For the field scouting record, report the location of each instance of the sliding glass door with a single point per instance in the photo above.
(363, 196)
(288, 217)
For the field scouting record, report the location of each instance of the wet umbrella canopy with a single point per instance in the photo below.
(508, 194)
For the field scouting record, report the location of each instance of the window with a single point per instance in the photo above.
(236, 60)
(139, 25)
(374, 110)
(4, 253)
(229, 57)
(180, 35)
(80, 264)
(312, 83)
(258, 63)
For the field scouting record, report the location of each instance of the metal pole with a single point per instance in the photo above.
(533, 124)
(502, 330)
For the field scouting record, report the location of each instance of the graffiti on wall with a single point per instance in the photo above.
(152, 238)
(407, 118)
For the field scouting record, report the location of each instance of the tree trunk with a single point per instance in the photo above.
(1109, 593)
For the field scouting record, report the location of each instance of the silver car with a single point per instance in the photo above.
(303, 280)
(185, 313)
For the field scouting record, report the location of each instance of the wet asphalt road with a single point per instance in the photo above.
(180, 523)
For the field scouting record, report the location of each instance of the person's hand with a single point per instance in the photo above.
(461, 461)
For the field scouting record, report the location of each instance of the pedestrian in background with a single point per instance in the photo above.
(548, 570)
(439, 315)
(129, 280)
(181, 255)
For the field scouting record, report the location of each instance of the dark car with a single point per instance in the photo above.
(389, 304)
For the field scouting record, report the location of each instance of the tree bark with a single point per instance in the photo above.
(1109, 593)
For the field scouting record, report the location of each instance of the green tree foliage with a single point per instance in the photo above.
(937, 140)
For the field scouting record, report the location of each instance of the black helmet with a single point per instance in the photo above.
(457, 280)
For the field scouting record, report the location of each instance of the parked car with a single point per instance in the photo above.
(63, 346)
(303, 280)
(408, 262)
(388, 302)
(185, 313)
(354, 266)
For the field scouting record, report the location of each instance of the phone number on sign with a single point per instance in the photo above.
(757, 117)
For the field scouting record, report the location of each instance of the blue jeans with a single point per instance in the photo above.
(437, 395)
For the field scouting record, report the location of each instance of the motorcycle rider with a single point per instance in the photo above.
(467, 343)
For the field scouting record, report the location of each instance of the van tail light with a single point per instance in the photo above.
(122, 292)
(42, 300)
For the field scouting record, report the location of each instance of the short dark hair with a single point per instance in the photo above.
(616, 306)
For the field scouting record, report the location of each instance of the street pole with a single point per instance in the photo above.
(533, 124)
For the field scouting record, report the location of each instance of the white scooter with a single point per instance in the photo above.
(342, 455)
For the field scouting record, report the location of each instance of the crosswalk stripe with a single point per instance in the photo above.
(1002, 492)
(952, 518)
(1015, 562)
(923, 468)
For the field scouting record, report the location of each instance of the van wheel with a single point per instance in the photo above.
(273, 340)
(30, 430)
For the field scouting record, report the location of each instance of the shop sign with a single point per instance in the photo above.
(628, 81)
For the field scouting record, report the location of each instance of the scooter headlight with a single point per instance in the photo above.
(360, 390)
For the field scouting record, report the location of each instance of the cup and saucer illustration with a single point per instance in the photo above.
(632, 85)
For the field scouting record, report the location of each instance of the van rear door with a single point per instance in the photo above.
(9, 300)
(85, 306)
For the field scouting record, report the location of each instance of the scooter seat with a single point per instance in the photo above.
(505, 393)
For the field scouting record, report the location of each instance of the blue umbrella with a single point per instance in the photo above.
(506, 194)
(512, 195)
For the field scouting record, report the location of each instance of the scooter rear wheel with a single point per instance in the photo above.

▶ **Task brief**: Quote every one of the entries above word for word, without changing anything.

▶ **Answer to the task**:
For the field scouting record, report the location of each instance of the sliding glass door with a single point per instance in the photo above.
(363, 196)
(288, 217)
For the field scouting record, report the location of each instance of the wet umbrella canopy with a single point per instance in the photo below.
(508, 194)
For the field scouting record, report the location of each instance of the window with a single point per instance in the photo above.
(236, 60)
(139, 25)
(374, 110)
(4, 253)
(229, 57)
(180, 35)
(80, 264)
(312, 83)
(258, 63)
For the field scouting record, report the location of each instance of the metal pole with a single point per instance in the photo above.
(533, 124)
(502, 330)
For the field scouting record, report the location of each instance of the graffiti on wall with a single point per instance in the photo above.
(152, 238)
(407, 118)
For the field scouting record, report the location of each instance of the tree trunk with a single point per instance in the photo above.
(1109, 593)
For the field scouting record, report the location of each instance of the silver car with a single point per instance in the photo above.
(303, 280)
(185, 313)
For the field scouting record, report the location of each instance of the wet asphalt road with a single point per instance in the photo above.
(180, 523)
For the field scouting record, report the location of each instance of the person's hand with a single point per instance in the photo above.
(461, 461)
For the field scouting record, report the location of each instance of the pedestrian in background with a single point per instance in the photo above.
(548, 570)
(439, 315)
(129, 280)
(181, 255)
For the field scouting record, report the location of each instance of the dark car with a single point per instance in the photo above.
(389, 304)
For the field scouting record, report the location of each instance of the tree bark with a single point per instance in the photo above.
(1109, 593)
For the field scouting record, report the location of each instance of the green tree foliage with a single point per instance in the photo above.
(937, 140)
For the field scouting record, report the location of each instance of the black helmet with a single point per instance in the photo above.
(457, 280)
For the field scouting record, report the location of each instance of the parked car with a single point per instance in the photo above.
(63, 346)
(303, 280)
(408, 262)
(388, 302)
(185, 313)
(354, 266)
For the field scouting record, report the location of each instance of the phone number on sign with a single point per instance in the photo above.
(757, 117)
For the field scouting record, report the location of each instance of the blue jeans with a single point per instance in the photo above.
(437, 395)
For the field scouting record, report the location of each instance of the motorcycle rider with a single point per instance in the photo above.
(467, 343)
For the field scouting record, report the location of each instance of the van tail light with a single point per instance in the photo above.
(122, 292)
(42, 300)
For the field scouting record, report the location of each instance of the short dark hair with a single point per instance in the photo above.
(616, 306)
For the field scouting record, report the location of each instance of the street pole with a single point per instance in the photo above.
(533, 124)
For the field scouting record, report the location of each instance of the white scooter with a single point per instance in the photo above.
(342, 455)
For the field scouting record, report the location of each instance of the crosswalk stripe with a single point per instance in the photo above.
(1002, 492)
(952, 518)
(1015, 562)
(923, 468)
For the field scouting record, report the location of each instance of the van wheel with a single point per instance in the photo above.
(273, 340)
(30, 430)
For the field scouting record, report the location of each instance of the shop sign with a single point per instance in the photo above.
(628, 81)
For the field scouting record, report the location of each instance of the scooter headlight with a single point per instance in the photo above.
(360, 390)
For the field scouting record, report the location of each instance of the cup and saucer illustration with a single point per instance in the photo above.
(632, 85)
For the field scouting record, report the location of each instance of the van rear door with a single point per instance in the photo above.
(9, 300)
(85, 306)
For the field scouting record, report the location of each instance of the scooter seat with a single point per instance in the photo above.
(505, 393)
For the field scouting record, report the location of each instance of the blue umbrella with a single point per instance in the photo above.
(506, 194)
(512, 195)
For the field scouting record, report the location of each instance of the scooter rear wheel with a single point per instance in the photo above.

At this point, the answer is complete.